Selected extract:
Honouring the country’s inspirational unsung heroes

The widow of murdered garda, Adrian Donohoe, has spoken publicly for the first time about the devastating impact of her husband’s violent death on her family.

Honouring the country’s inspirational unsung heroes

Caroline Donohoe described Adrian, who was shot dead while responding to a robbery at Lordship Credit Union outside Dundalk last January, as the love of her life.

“I will miss him every minute of every day as long as I live,” said Ms Donohoe who accepted a posthumous award on her husband’s behalf at the Rehab People of the Year awards in Dublin on Saturday night.

In a short film showed during the ceremony, Ms Donohoe, who is also a garda based in Dundalk, said the support of the couple’s friends and colleagues at Adrian’s funeral, when thousands of members of the force joined his funeral cortege, kept her going.

She also thanked members of the public who had written thousands of cards and letters to her and the couple’s two children, Amy and Niall.

She described how the couple met in 1994 when they were both trainees at the Garda Training College in Templemore, Co Tipperary.

Ms Donohoe also singled out the people of Lordship and Dundalk as well as Adrian’s GAA club, St Patrick’s, Lordship, where a pitch has been named after him.

Raw data:
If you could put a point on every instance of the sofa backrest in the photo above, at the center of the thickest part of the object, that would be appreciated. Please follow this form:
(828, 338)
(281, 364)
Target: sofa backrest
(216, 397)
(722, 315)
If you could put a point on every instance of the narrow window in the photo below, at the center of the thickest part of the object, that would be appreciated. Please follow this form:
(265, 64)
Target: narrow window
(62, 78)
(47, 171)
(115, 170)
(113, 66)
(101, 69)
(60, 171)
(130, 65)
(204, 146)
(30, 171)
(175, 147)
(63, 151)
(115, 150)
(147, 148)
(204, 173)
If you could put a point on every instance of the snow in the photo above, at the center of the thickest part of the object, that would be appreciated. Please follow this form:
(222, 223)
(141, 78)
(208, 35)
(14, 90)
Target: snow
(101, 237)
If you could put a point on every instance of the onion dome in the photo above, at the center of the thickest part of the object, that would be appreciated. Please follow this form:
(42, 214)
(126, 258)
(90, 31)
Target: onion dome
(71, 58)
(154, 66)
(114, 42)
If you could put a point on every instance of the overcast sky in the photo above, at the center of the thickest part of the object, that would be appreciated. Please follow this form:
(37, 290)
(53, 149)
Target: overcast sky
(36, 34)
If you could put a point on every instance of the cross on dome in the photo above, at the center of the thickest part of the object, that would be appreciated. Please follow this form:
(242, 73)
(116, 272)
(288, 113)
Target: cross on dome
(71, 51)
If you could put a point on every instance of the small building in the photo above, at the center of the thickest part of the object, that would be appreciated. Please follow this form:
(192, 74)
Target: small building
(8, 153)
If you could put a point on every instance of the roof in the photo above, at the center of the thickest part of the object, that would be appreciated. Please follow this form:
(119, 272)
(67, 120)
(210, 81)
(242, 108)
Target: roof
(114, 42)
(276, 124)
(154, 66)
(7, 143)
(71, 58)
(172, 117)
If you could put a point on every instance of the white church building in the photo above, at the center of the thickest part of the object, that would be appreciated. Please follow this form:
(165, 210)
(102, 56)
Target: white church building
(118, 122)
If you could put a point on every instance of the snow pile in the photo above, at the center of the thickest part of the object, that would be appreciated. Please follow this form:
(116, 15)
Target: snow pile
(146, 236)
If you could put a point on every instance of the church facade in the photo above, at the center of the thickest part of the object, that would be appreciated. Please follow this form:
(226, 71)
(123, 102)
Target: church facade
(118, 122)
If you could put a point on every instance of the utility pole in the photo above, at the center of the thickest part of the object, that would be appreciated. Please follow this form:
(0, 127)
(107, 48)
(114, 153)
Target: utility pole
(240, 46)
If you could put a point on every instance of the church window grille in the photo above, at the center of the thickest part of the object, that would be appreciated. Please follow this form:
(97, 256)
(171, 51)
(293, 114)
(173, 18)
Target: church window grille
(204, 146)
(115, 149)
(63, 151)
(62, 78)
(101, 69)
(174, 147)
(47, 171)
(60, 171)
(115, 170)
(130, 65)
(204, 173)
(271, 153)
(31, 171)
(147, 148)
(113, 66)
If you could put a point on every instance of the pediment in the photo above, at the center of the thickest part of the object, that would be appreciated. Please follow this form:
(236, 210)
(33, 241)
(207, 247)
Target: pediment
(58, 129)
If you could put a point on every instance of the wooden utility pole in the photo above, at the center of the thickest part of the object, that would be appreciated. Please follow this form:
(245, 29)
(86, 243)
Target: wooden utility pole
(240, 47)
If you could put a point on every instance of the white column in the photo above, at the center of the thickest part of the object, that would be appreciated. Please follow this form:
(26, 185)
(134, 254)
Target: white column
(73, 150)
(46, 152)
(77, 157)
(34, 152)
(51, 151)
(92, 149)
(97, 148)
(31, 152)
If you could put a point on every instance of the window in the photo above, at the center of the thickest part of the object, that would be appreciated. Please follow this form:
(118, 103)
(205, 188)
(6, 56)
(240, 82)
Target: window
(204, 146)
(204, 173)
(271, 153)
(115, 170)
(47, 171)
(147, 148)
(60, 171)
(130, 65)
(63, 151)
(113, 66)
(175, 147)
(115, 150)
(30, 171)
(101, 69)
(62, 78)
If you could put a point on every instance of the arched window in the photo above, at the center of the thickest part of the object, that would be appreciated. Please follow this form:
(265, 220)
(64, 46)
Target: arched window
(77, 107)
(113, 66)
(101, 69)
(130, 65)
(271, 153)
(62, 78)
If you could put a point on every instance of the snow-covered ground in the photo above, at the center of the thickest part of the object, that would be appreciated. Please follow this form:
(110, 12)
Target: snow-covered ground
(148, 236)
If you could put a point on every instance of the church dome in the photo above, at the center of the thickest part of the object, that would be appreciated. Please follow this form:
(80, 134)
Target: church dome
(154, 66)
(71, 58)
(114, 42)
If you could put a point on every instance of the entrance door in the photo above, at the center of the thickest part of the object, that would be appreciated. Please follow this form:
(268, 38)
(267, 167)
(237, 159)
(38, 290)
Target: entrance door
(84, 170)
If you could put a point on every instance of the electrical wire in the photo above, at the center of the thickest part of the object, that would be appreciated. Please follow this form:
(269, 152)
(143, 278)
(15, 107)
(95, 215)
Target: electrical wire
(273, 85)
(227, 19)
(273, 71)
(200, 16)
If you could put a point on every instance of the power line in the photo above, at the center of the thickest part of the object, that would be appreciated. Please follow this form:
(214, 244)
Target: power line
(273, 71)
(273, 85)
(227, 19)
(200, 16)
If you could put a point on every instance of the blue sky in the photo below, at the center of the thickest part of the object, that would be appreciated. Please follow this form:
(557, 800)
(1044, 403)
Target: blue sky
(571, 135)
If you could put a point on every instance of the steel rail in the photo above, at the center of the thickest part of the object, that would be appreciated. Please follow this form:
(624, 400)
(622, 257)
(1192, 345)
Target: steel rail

Work instructions:
- a) In the article about the late Garda Adrian Donohoe, what does Caroline Donohoe say kept her going?
- b) Duplicate the passage of the Donohoe article from "In a short film" up to and including "Templemore, Co Tipperary.".

Problem solutions:
- a) She says the support of the couple's friends and colleagues at Adrian's funeral kept her going. Thousands of members of the force joined his funeral cortege.

- b)
In a short film showed during the ceremony, Ms Donohoe, who is also a garda based in Dundalk, said the support of the couple’s friends and colleagues at Adrian’s funeral, when thousands of members of the force joined his funeral cortege, kept her going.

She also thanked members of the public who had written thousands of cards and letters to her and the couple’s two children, Amy and Niall.

She described how the couple met in 1994 when they were both trainees at the Garda Training College in Templemore, Co Tipperary.